By Angelo Baracca and Giorgio Ferrari.
An international press campaign is currently underway celebrating the results of work carried out in the United States in the field of controlled nuclear fusion; a dream (a promise) pursued since the early days of nuclear technology in the 1940s-1950s. Periodically every decade it was announced that a breakthrough would be near. But today this pompous announcement requires many clarifications and distinctions, which inevitably escape those who are unfamiliar with such things.

**Task description**
According to the nuclear fusion text, since when has controlled nuclear fusion been pursued?

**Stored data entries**

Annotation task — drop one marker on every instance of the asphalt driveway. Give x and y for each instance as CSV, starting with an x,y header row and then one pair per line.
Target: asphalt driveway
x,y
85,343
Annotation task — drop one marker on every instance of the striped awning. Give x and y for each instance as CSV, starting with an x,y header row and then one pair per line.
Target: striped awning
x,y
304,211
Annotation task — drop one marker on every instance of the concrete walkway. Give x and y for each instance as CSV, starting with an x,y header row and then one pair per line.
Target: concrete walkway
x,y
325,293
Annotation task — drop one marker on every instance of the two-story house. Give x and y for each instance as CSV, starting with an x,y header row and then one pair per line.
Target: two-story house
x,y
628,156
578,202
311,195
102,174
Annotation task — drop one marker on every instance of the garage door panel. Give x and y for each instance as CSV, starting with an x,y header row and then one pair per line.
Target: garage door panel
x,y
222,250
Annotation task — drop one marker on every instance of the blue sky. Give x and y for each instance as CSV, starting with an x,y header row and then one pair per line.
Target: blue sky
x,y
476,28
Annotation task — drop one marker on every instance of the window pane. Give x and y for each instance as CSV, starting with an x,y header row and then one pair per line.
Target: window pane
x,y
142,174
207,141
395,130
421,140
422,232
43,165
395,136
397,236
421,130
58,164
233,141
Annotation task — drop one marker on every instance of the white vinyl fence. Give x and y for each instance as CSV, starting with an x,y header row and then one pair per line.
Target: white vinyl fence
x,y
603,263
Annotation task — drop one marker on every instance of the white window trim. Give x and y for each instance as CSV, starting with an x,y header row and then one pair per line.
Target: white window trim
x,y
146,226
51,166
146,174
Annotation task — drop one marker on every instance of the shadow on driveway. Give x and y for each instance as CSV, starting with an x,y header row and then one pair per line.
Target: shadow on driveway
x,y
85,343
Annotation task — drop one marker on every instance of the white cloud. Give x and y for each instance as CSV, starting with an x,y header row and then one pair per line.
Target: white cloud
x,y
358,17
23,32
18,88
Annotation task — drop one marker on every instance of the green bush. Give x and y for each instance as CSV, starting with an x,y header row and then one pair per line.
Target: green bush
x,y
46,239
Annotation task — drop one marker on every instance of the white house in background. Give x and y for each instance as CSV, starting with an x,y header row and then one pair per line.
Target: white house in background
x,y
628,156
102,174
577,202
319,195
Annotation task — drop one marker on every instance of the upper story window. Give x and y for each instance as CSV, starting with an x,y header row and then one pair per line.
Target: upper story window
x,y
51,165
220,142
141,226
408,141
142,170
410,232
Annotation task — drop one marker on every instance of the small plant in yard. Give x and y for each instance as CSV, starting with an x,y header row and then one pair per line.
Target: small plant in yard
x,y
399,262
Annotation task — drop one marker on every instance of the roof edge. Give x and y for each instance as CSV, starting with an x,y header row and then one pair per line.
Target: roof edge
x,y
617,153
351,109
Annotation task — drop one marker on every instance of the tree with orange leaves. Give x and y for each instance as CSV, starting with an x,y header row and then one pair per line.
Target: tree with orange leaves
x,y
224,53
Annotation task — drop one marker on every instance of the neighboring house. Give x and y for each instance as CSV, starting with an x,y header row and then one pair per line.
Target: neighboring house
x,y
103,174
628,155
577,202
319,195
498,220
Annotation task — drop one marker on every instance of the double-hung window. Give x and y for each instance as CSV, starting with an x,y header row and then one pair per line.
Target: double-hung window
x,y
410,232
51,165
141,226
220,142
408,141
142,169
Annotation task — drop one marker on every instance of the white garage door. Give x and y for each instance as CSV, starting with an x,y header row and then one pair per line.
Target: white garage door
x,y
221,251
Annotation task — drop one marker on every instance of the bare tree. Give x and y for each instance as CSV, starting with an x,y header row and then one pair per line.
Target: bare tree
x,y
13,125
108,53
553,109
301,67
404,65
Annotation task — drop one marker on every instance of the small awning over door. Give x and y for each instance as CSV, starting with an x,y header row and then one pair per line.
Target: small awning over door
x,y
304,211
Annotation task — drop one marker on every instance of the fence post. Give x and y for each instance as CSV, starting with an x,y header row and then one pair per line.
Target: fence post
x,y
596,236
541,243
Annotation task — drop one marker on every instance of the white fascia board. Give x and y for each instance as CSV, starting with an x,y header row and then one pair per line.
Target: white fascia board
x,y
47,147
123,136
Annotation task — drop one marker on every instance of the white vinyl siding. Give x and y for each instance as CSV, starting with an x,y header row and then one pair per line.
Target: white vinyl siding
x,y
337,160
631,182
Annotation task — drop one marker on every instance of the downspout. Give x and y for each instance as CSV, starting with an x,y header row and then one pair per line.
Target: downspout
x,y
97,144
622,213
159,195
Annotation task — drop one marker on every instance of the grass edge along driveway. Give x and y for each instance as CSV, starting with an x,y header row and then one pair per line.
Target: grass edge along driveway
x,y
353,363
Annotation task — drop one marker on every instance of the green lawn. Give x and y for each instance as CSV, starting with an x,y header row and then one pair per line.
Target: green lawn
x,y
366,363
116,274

**Task response**
Since the early days of nuclear technology in the 1940s-1950s.